[Object location annotation data]

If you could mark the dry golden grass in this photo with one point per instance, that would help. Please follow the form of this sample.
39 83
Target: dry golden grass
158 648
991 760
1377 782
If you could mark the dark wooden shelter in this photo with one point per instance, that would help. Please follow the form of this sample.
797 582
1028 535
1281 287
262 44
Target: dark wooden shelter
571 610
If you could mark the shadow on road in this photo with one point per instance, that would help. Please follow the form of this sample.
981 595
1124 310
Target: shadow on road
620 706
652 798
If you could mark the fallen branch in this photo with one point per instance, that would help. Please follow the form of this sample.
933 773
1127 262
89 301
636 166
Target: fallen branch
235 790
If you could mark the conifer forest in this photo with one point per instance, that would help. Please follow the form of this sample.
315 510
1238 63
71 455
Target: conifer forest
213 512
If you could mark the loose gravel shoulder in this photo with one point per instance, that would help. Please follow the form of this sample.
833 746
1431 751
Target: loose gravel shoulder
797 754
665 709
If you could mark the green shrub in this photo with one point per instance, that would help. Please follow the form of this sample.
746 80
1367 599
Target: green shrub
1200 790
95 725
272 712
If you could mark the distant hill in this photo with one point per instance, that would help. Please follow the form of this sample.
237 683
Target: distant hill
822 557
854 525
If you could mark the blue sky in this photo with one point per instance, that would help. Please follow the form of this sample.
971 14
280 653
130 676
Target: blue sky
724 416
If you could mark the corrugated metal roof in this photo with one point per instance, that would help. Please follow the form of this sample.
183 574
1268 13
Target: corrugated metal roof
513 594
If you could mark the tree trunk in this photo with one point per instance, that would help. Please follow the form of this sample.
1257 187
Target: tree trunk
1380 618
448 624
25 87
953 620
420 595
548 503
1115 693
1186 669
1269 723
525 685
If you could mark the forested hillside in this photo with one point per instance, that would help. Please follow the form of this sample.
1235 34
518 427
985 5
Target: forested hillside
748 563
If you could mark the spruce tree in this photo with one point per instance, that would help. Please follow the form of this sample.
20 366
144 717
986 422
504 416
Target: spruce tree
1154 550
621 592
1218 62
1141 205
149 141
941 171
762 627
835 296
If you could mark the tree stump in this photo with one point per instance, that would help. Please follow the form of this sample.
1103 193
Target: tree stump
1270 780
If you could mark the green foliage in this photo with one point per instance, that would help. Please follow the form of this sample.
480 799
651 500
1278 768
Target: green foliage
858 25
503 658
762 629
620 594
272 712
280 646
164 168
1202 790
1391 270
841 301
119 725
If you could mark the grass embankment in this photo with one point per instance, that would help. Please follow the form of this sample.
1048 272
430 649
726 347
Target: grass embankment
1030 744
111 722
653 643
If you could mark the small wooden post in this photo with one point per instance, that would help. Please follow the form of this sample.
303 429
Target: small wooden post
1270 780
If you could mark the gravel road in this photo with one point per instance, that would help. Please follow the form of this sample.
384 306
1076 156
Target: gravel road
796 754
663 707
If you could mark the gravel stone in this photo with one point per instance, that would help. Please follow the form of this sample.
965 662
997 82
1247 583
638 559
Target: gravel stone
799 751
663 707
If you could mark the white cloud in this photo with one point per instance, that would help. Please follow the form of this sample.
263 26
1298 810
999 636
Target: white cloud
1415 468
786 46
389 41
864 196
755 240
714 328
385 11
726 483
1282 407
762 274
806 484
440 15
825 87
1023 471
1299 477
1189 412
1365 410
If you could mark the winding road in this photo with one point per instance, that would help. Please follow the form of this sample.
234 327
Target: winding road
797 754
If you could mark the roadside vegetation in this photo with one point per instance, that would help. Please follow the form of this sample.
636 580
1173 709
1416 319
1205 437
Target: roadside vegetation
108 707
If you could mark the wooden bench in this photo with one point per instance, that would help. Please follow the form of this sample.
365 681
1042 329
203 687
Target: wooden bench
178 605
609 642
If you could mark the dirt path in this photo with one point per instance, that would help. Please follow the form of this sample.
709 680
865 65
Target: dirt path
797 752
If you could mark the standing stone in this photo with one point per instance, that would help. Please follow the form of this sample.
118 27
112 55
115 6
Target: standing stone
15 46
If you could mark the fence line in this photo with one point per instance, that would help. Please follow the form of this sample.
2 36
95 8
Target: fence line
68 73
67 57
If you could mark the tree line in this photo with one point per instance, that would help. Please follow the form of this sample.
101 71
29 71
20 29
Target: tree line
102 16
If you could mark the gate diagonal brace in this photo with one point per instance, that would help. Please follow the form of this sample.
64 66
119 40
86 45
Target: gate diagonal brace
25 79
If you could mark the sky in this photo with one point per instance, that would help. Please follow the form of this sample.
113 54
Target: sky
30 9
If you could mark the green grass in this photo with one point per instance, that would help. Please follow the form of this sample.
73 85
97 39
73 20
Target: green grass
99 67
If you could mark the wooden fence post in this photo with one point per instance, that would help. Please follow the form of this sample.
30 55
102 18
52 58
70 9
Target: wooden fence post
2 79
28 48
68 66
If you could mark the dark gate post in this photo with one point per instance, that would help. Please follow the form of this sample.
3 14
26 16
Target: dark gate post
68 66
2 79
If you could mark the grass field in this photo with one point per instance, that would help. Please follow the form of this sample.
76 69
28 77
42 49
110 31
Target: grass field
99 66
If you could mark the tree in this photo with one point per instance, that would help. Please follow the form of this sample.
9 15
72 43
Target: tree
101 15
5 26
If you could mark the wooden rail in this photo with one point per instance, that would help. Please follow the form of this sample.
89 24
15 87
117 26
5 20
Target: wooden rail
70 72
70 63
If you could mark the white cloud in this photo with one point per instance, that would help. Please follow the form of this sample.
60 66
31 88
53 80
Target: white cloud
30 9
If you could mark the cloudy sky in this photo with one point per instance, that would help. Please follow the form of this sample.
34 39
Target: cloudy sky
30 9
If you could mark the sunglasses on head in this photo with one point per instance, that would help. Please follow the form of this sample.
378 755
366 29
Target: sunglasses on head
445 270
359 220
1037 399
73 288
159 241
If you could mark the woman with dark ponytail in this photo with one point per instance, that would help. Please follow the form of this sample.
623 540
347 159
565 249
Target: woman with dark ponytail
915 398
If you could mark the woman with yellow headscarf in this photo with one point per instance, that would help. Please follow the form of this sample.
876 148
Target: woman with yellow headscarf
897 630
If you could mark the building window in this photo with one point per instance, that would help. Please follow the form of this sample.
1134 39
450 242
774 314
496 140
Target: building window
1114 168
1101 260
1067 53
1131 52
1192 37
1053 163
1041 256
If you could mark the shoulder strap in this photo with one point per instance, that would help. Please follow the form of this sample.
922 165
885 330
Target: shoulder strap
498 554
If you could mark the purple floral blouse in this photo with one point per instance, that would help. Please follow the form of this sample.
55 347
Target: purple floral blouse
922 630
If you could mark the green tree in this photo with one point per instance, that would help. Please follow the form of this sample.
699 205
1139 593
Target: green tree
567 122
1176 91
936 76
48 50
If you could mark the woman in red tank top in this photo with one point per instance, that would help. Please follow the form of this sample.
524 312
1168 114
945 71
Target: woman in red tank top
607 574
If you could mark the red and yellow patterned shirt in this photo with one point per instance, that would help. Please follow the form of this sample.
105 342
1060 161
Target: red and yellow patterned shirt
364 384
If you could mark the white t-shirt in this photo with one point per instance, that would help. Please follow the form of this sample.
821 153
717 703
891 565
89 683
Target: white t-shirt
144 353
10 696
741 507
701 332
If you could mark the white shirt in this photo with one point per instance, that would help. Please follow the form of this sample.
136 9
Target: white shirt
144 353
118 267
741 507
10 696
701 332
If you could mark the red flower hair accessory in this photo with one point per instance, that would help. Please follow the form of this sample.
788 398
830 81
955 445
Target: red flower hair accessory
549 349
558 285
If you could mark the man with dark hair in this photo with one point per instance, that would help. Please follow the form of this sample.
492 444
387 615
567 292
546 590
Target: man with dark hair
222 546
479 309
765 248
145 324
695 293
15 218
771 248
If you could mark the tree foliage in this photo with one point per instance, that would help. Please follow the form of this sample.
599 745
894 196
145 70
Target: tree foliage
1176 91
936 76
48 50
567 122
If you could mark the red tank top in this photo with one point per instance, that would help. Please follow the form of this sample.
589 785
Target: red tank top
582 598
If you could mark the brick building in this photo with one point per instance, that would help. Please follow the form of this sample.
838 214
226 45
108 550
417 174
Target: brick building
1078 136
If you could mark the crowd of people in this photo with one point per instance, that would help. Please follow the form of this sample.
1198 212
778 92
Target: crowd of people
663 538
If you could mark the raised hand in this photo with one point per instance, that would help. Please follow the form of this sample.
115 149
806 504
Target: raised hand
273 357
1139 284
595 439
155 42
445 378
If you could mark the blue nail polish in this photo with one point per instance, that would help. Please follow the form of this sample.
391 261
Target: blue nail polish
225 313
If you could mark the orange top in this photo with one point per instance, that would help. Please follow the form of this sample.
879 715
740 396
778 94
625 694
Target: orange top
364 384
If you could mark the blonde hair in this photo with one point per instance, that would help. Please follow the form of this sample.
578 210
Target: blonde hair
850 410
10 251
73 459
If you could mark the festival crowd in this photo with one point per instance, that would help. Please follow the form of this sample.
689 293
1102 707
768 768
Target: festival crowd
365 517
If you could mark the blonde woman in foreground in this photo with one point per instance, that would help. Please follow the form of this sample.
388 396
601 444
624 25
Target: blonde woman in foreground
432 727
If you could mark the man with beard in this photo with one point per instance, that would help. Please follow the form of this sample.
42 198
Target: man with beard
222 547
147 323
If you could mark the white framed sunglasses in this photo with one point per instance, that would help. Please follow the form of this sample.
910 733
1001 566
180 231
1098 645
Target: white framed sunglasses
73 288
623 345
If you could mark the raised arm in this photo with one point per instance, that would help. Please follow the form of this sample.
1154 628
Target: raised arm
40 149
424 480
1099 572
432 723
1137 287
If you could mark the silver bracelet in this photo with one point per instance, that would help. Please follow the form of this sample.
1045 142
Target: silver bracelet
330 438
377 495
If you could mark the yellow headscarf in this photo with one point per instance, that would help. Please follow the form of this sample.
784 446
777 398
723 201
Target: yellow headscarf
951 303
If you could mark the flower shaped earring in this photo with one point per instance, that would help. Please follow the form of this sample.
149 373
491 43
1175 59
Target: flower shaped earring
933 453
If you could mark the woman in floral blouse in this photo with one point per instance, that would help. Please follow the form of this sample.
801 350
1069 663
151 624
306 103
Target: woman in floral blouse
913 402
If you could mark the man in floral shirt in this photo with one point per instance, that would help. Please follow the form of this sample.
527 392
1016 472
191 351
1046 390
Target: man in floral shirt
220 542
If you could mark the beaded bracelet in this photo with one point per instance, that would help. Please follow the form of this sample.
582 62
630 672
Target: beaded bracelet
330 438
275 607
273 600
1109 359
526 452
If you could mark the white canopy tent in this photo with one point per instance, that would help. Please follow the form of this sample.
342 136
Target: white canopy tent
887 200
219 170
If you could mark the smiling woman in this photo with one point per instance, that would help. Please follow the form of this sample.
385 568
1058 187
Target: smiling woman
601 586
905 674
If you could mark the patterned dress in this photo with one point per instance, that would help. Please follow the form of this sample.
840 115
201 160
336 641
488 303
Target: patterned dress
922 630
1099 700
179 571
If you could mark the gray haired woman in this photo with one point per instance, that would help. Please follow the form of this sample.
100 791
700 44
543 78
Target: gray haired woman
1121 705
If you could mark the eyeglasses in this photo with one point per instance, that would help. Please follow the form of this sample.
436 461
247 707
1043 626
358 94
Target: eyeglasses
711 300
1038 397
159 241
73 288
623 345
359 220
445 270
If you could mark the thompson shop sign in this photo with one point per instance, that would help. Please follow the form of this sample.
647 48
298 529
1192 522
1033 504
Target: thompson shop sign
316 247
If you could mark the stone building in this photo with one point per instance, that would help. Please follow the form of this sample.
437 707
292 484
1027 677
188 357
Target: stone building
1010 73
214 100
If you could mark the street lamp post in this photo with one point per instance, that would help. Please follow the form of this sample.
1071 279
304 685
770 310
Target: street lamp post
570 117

> Required task
Copy out the data from the line containing "If you could mark the beaded" through the end of the data, with both ends included.

> Correct answer
If you could mark the beaded bracelet in this photo with one point per instance, that would help. Please follow the form of this sample.
582 62
630 672
Target: beaded bracelet
330 438
275 607
273 600
1109 359
526 452
If you could mark the white canopy tent in this photo with one point per instance, that would help. Please follow the form of this sample.
342 136
Target: white canopy tent
887 200
219 170
If you could mark the smiling woman in this photo with one point per instance, that would help. Please follow the form of this sample.
385 568
1058 187
Target: smiling woman
601 586
905 674
If you could mark the patterned dress in this photo with one point per instance, that would help. Please follow the form of this sample.
840 115
201 160
336 641
488 303
Target: patterned dress
922 630
1099 700
179 571
If you could mark the gray haired woman in this photo with one point per instance, that would help. Please follow the form of this sample.
100 791
700 44
543 78
Target: gray haired woman
1121 705
If you could mark the eyeglasses in this photo with one point per instance, that would help. Please follow the form of this sample.
436 461
247 707
1043 626
358 94
Target: eyeglasses
711 300
1038 397
159 241
73 288
623 345
359 220
445 270
If you could mark the thompson shop sign in this photo with one point per instance, that would help. Please follow the form of this sample.
647 48
298 529
1192 522
1033 504
Target: thompson shop sign
316 247
If you could mark the stone building in this photo with one point per instance, that would help. Please follow the form of this sample.
437 707
292 484
1027 677
188 357
Target: stone building
1010 73
214 100
If you could mark the street lamp post in this photo with one point per instance, that would help. Please follow the form of this sample.
1071 279
304 685
770 310
Target: street lamp post
570 117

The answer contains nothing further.